DIRECTIONS FOR THIS TASK: Reproduce every line of the records below word for word, leaving out the pictures.

--- Begin SOURCE MATERIAL ---

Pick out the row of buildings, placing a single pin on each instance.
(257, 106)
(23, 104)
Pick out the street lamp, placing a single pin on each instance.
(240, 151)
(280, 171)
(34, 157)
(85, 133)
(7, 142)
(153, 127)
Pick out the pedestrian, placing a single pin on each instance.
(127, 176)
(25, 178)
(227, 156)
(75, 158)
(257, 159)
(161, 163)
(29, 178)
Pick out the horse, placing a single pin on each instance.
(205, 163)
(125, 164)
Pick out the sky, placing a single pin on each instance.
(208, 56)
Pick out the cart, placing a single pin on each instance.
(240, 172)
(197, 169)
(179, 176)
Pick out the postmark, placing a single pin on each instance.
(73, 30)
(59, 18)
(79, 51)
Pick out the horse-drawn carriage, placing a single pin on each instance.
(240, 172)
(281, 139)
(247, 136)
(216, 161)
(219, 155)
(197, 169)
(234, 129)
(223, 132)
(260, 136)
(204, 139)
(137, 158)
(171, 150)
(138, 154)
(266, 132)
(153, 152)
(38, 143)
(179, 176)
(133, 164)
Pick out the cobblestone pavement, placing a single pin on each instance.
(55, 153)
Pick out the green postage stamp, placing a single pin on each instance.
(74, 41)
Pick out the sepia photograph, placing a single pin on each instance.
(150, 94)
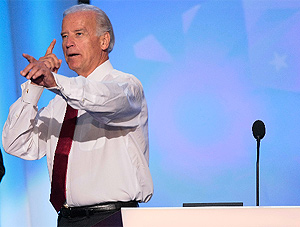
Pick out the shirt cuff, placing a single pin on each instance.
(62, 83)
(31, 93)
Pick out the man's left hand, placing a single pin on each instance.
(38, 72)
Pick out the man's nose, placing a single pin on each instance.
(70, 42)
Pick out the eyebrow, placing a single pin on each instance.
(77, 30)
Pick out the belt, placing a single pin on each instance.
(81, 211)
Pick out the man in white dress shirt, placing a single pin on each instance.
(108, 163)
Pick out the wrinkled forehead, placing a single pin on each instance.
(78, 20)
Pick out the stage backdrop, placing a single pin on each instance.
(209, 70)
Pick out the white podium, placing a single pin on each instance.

--- End SOURCE MATERIAL ---

SOLUTION:
Pick out the row of buildings, placing a single pin on each instance.
(257, 106)
(23, 104)
Pick out the street lamp, placing a single pin on each instance.
(240, 151)
(280, 171)
(34, 157)
(85, 133)
(7, 142)
(153, 127)
Pick out the pedestrian, placing a single pin on each instance.
(127, 176)
(25, 178)
(227, 156)
(75, 158)
(257, 159)
(161, 163)
(29, 178)
Pick out the horse, placing a single pin on each instance.
(205, 163)
(125, 164)
Pick out the sky, placing a single pin on each instance.
(208, 56)
Pick out the cart, placing a single pin on each instance.
(240, 172)
(197, 169)
(179, 176)
Pick out the postmark, placing a single pin on each instance.
(73, 30)
(59, 18)
(79, 51)
Pick out the horse-drawn carriage, placing a single pin on each instance.
(240, 172)
(281, 139)
(247, 136)
(216, 161)
(219, 155)
(197, 169)
(234, 129)
(223, 132)
(260, 136)
(204, 139)
(137, 158)
(171, 150)
(138, 154)
(266, 132)
(153, 152)
(38, 143)
(179, 176)
(133, 164)
Pick out the cobblestone pavement, placing a single pin on each instance.
(55, 153)
Pick out the green postage stamp, placing a single pin on each instance.
(74, 41)
Pick out the sepia photograph, placing a single pin on each instance.
(150, 94)
Pick out the shirt cuff, placing a single pin on each instance.
(62, 83)
(31, 93)
Pick out the man's left hand, placing a single pin on each instance.
(38, 72)
Pick out the man's nose, placing a single pin on each instance.
(70, 42)
Pick out the eyebrow, placing a single pin on each instance.
(77, 30)
Pick out the belt, placing a single pin on each instance.
(81, 211)
Pick out the man in white dress shirt, placing a single pin on each instance.
(108, 163)
Pick out the wrinkled forehead, placing a single pin on each instance.
(78, 20)
Pick out the stage backdrop, placing a single pin on each instance.
(209, 70)
Pick out the white podium, placing a single pin on each instance.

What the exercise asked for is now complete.